§ **Work instructions**
How many lines in this data contain the string "tower"? Reply with the number only.
--
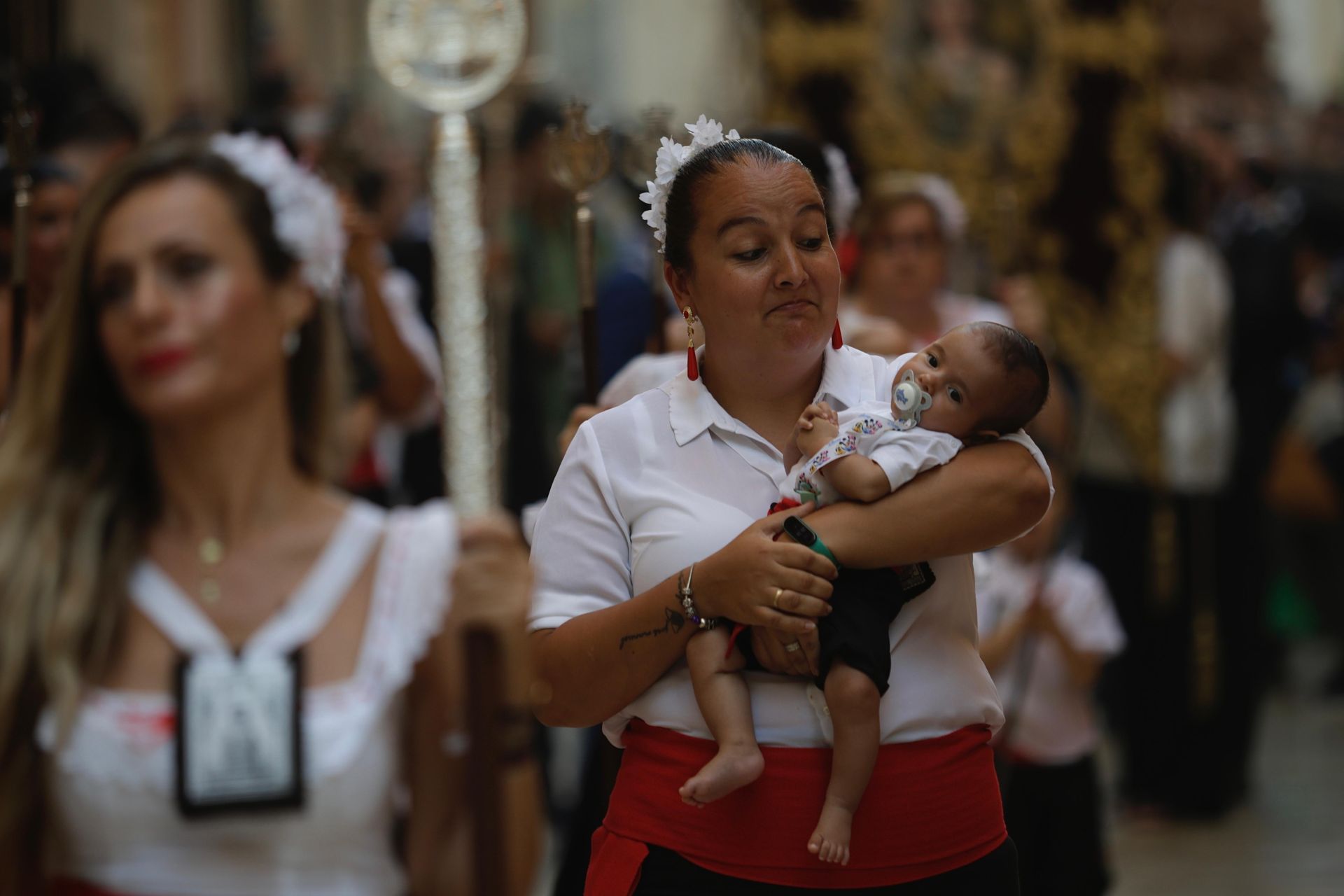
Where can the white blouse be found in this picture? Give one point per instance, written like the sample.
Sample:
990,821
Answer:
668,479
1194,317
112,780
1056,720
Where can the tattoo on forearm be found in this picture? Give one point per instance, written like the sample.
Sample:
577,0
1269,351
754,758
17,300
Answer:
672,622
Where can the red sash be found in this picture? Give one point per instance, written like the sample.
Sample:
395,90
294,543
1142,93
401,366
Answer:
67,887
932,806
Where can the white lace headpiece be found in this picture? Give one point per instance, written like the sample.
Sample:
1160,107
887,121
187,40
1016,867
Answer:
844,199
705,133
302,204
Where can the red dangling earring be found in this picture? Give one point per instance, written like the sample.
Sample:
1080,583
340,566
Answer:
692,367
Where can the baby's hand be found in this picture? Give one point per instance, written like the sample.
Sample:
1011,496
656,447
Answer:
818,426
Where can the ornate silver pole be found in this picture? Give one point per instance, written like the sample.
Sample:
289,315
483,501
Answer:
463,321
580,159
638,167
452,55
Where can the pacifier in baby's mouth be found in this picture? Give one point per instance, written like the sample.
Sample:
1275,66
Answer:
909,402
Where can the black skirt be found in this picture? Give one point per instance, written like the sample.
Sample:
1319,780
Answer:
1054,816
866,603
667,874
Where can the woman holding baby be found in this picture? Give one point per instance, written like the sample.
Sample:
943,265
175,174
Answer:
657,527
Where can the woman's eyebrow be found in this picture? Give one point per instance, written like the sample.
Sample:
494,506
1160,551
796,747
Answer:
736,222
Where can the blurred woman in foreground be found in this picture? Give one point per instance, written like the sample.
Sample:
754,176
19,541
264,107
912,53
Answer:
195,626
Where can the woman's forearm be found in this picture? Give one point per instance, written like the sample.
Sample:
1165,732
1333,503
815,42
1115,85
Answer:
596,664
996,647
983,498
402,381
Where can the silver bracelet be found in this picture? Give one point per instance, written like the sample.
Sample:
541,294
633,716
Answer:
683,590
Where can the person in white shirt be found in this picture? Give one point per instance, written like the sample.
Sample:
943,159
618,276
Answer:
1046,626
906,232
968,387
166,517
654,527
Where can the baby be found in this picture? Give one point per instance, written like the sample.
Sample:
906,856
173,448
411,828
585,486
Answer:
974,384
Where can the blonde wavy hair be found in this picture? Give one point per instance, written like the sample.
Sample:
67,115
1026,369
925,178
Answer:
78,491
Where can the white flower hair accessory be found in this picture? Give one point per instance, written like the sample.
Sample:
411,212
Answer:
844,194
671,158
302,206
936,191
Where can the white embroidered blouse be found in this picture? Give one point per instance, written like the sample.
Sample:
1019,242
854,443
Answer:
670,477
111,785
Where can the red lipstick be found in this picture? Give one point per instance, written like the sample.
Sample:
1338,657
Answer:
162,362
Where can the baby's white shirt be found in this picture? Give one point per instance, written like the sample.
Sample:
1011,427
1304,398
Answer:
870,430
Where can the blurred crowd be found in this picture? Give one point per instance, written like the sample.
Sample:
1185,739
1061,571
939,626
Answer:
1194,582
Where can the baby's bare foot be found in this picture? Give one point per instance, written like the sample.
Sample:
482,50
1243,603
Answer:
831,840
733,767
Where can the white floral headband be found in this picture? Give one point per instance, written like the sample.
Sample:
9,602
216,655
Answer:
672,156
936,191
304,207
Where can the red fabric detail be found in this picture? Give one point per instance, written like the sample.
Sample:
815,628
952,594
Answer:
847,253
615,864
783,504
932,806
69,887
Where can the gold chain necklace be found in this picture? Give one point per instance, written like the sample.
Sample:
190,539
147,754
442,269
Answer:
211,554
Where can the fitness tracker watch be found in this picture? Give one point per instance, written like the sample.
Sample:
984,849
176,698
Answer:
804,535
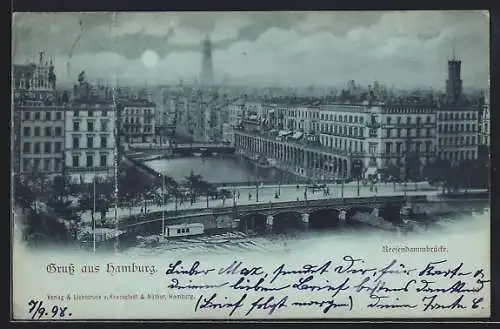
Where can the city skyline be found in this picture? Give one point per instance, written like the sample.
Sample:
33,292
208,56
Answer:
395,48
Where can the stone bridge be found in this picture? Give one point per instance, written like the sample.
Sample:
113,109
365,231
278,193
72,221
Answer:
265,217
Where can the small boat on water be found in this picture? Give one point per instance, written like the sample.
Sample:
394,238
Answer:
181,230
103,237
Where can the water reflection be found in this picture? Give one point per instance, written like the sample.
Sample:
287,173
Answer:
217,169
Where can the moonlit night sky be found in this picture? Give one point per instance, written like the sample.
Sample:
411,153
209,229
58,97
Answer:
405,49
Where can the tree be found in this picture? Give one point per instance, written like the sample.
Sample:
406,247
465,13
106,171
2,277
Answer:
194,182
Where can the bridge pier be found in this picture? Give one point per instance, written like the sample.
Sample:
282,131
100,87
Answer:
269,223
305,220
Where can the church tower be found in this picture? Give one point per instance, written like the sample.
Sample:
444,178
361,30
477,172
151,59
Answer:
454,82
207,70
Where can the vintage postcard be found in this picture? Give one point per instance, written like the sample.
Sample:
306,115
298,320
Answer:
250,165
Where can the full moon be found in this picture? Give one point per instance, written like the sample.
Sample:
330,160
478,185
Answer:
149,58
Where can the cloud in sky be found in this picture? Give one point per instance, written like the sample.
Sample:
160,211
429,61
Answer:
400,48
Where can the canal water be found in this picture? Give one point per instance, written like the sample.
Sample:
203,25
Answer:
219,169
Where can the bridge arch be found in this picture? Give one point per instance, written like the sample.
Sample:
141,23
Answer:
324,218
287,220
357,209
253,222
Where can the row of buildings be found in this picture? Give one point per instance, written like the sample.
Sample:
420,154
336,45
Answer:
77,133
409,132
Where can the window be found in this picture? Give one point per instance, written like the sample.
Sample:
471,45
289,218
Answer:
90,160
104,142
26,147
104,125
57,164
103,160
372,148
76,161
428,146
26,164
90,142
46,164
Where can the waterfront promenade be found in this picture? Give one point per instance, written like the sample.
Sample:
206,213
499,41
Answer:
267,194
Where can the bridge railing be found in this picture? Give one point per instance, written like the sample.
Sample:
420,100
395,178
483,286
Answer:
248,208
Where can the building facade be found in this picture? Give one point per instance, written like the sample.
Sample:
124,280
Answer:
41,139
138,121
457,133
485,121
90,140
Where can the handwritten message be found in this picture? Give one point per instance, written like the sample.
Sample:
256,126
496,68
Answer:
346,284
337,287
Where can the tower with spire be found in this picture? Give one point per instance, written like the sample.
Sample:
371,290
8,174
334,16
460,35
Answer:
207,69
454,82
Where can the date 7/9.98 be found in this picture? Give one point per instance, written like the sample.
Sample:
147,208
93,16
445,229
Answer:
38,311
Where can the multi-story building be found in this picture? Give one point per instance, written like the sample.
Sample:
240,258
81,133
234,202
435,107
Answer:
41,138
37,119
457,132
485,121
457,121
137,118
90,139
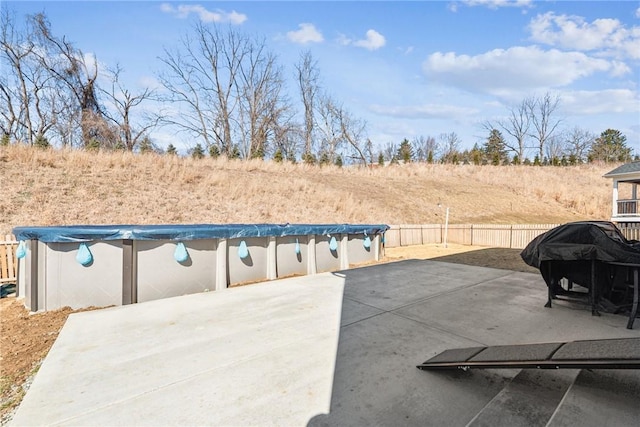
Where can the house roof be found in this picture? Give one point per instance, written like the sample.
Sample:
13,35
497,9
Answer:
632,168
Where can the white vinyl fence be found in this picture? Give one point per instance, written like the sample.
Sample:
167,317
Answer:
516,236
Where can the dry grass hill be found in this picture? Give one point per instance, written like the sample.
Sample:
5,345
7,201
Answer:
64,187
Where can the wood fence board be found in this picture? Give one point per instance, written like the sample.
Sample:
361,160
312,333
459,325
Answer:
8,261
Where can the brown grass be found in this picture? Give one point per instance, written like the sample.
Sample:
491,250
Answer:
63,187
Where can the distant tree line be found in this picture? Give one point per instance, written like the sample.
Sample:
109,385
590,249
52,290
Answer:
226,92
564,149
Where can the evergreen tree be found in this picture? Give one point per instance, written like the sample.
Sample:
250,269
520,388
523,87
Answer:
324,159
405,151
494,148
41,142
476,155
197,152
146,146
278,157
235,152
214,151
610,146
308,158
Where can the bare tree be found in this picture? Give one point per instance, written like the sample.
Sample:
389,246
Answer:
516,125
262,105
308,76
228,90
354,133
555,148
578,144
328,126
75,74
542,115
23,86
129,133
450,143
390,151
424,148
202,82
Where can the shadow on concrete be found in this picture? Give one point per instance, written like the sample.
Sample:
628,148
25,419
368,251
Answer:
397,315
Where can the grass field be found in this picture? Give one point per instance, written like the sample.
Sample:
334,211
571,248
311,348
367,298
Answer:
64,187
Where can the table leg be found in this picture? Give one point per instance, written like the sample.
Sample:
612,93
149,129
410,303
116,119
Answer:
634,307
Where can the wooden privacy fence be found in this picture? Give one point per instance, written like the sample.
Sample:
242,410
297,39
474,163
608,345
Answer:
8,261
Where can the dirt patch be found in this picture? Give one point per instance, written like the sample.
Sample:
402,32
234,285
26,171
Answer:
--
§ **Your response**
2